* **Document passage**:
________

And then, the hidden feeling of freedom, hidden probably because it wasn't proper, when the organ grinder starts playing and they don't have to stop it and it seems to sing and repeat `It (the stick) never will thump again', “Never would sound that loud strange bellow when father thought they were not hurrying enough. It will never thump again! What was Constantia thinking? She had a strange smile; she looked different.” `A week since father died'. Jug and Con feel relief and they `forgot to be practical and sensible' which was what conventions called for. They allow the sun to come in and stay for a while but when the organ stops, they let their lives slip back to the daily routine their father had forced them into. It shows the power that the dead sometimes have over the living.
To conclude, Josephine and Constantia differ only in that the first is practical and sensible and the latter is imaginative and dreamy, but they are similar in their weakness of character, their indecision and their total lack of life experience. As mentioned above, both are asking themselves what will happen now.
He had always controlled his family, especially his daughters to the extent of restricting their rights to freedom of speech, of choice, of feelings. He had not allowed them to develop their personalities, to grow free from preconceptions and misconceptions about life, not permitting their feelings to be expressed until they no longer "seemed" to exist.
From the very beginning we infer the colonel had been a fearful, cold, intolerant and authoritarian father who, although dead and buried, continues inspiring fear in both his insecure daughters. There are few scenes in which we actually see father: one, on his deathbed, narrated as a memory from the sisters' point of view, that describes him using words which connote violence and anger even in his deathbed 'dark, angry purple'...'never even looked at them'...Even his death is terrifying “...glared at them '- with one eye- and then went.” (terrifying memory of his last moment, isn't it?) .Both daughters recall the moment and cannot not help thinking that “that eye wasn't at all a peaceful eye”. Their father's personality can be clearly imagined when Josephine recalls the “absolute terror” they felt at the cemetery, “while the coffin was lowered, to think that she and Constantia had done this thing without asking his permission”. She could even hear his “stick thumping” and concluded in tears “father will never forgive us for this- never” . His cold, dark and awful room also helps to characterise him; we can deduce he had a strong and imposing personality since although he has been dead for weeks, his daughters still feel he “was watching there...ready to spring.”
Josephine's recalling Cyril's last visit also adds more to this father's characterisation. The words used in this part (part IX) convey more details about Grandfather Pinner's personality. Jug remembers him “in front of a roaring fire, clasping his stick”, shooting his eyes at his grandson, Cyril feeling “like a perfect imbecile” in his presence and desperately groaning to her “Oh, Aunt Josephine, must we go now?”, eager to leave that torturing moment! In the very last part of the story, another reference is made to their father's utter intolerance when they listen to the barrel-organ and suddenly remember with relief “they would never have to stop the organ-grinder again. Never again would she and Constantia be told to make that monkey take his noise somewhere else. The organ-grinder might play there all day and the stick would not thump.”. However, the Colonel's irate temper was not limited to the members of his family only, “There had been father's Anglo-Indian friends, before he quarrelled with them”. On the whole, it is through Josephine's stream of consciousness that we are able to imagine what colonel Pinner had been to family and friends alike.

________

* **Data supplied**:

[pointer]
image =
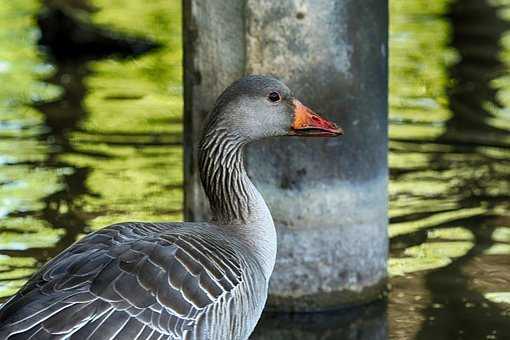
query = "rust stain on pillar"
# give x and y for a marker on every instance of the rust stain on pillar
(328, 197)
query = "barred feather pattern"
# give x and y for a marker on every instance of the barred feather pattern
(142, 281)
(223, 174)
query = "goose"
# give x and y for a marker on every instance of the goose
(188, 280)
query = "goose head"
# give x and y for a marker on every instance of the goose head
(256, 107)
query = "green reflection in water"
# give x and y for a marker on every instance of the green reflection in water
(14, 271)
(134, 109)
(24, 182)
(419, 57)
(498, 297)
(501, 234)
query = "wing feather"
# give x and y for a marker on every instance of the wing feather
(127, 281)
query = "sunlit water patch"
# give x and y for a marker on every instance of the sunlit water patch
(26, 177)
(84, 145)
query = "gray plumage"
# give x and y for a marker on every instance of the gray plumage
(169, 281)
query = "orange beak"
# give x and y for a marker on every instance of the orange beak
(308, 123)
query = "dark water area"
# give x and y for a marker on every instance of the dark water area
(97, 140)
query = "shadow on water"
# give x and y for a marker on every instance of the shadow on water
(458, 308)
(361, 323)
(102, 144)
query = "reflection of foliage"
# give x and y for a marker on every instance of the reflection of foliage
(20, 64)
(418, 61)
(134, 111)
(23, 185)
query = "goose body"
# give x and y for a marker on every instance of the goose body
(204, 281)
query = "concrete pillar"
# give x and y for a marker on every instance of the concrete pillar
(328, 196)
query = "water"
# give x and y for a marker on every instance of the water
(89, 143)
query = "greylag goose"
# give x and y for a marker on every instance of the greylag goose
(175, 280)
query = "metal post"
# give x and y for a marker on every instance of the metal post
(328, 196)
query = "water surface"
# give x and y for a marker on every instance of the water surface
(88, 143)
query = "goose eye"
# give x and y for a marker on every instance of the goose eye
(274, 97)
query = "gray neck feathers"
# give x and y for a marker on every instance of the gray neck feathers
(223, 176)
(235, 202)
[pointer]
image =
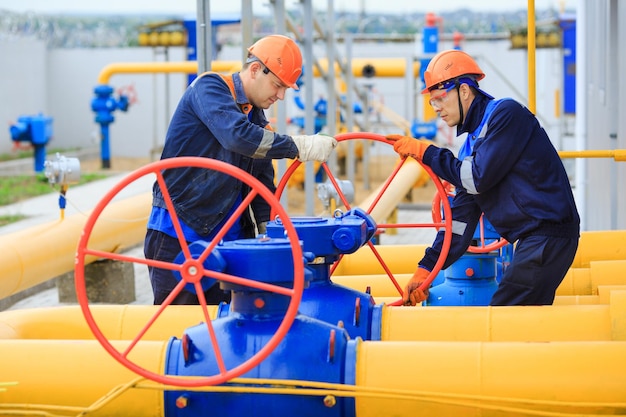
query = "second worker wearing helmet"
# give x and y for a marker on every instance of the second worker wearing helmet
(222, 117)
(507, 169)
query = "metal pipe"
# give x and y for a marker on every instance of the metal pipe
(76, 375)
(602, 322)
(116, 322)
(385, 67)
(32, 256)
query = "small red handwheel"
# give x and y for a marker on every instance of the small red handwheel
(446, 224)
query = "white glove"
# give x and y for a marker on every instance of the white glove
(314, 147)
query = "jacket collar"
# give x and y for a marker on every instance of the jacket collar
(474, 114)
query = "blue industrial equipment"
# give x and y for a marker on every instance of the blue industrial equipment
(37, 130)
(312, 350)
(104, 105)
(568, 26)
(323, 241)
(473, 278)
(470, 281)
(426, 130)
(430, 40)
(192, 39)
(326, 239)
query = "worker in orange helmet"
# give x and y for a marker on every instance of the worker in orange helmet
(222, 117)
(507, 169)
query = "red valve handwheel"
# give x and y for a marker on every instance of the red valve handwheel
(192, 271)
(447, 223)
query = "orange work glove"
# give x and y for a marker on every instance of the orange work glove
(412, 293)
(408, 146)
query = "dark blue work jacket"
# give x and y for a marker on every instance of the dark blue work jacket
(214, 119)
(513, 175)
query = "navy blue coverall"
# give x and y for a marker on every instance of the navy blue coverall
(515, 177)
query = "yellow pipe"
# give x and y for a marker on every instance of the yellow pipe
(114, 321)
(577, 281)
(600, 245)
(185, 67)
(619, 155)
(504, 324)
(532, 75)
(60, 373)
(384, 67)
(38, 254)
(485, 378)
(402, 183)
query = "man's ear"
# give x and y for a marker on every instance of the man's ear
(254, 68)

________

* **Exercise brief**:
For each statement, say yes or no according to the essay on Colonel Pinner and his daughters, and quote the words that decide it. (a) Josephine is the imaginative and dreamy sister. (b) The colonel fell out with his Anglo-Indian friends. (c) After the organ stops, the sisters keep their new sense of freedom. Draw only on the essay itself when answering.

* **Answer to this exercise**:
(a) No: "the first is practical and sensible and the latter is imaginative and dreamy"
(b) Yes: "There had been father's Anglo-Indian friends, before he quarrelled with them"
(c) No: "when the organ stops, they let their lives slip back to the daily routine their father had forced them into"